**PAGE EXTRACT**.
"""
More Homemade MREs and Other Preps

 I wanted to do a follow-up to the post I did back in March ("Homemade MREs") and see if I could beat the cost per 100 calorie numbers I got earlier.  My plan this time around was to bring the cost down as far as I could, so I decided to do my shopping at The Dollar Store. 

As a reminder, the MREs I put together for the first post had a cost/100 calories of $0.42 and $0.53.  Commercial MREs run around $0.51!

I figured I could drive the price down considerably, but I'd probably have to give up a good deal of the shelf life expectations. I set a minimum of 12 months shelf life for the products I purchased.

Once again, I was surprised by the results.

I started with the following "ingredients" and statistics -

For the items that have a price of less than a dollar, there was more than one item in a package.  For instance, with the cookies, there were 6 packs of cookies for a buck.  With the Tea Drink, that was one item that was not purchased at a Dollar Store (ten packs for $3.30).  Also, when compared to the last MRE post, the vacuum bag cost has been reduced, as much less bag is needed for these ones.

I tried to put these packages together in such a way as to make them enjoyable.  At least at this point, I was looking for a "complete" meal, so to speak.
"""
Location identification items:
"""
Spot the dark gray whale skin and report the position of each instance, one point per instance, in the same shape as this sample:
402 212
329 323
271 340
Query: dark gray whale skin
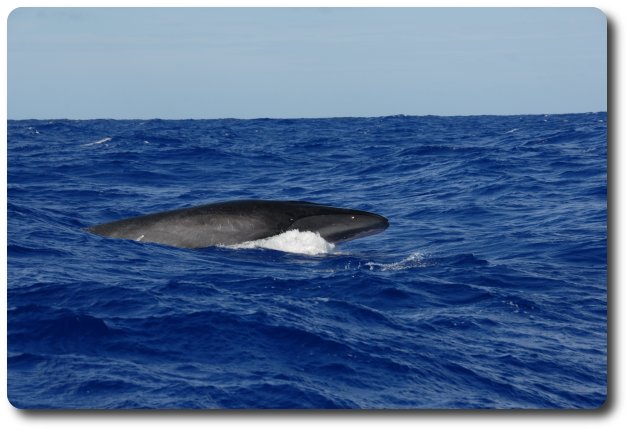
233 222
"""
**DIRECTIVE 1**. Edit the homemade MRE post between "I started with" and "for these ones.", inclusive, giving that passage again with "cookies" changed to "crackers".
**DIRECTIVE 2**. Please convert every line of the location identification rows into a Markdown table with the columns No. and Line, numbering each line and dropping blank ones. Omit the pictures.
The rows have no connection to the homemade MRE post.

**RIGHT ANSWER 1**.
I started with the following "ingredients" and statistics -

For the items that have a price of less than a dollar, there was more than one item in a package.  For instance, with the crackers, there were 6 packs of crackers for a buck.  With the Tea Drink, that was one item that was not purchased at a Dollar Store (ten packs for $3.30).  Also, when compared to the last MRE post, the vacuum bag cost has been reduced, as much less bag is needed for these ones.

**RIGHT ANSWER 2**.
| No. | Line |
|---|---|
| 1 | Spot the dark gray whale skin and report the position of each instance, one point per instance, in the same shape as this sample: |
| 2 | 402 212 |
| 3 | 329 323 |
| 4 | 271 340 |
| 5 | Query: dark gray whale skin |
| 6 | 233 222 |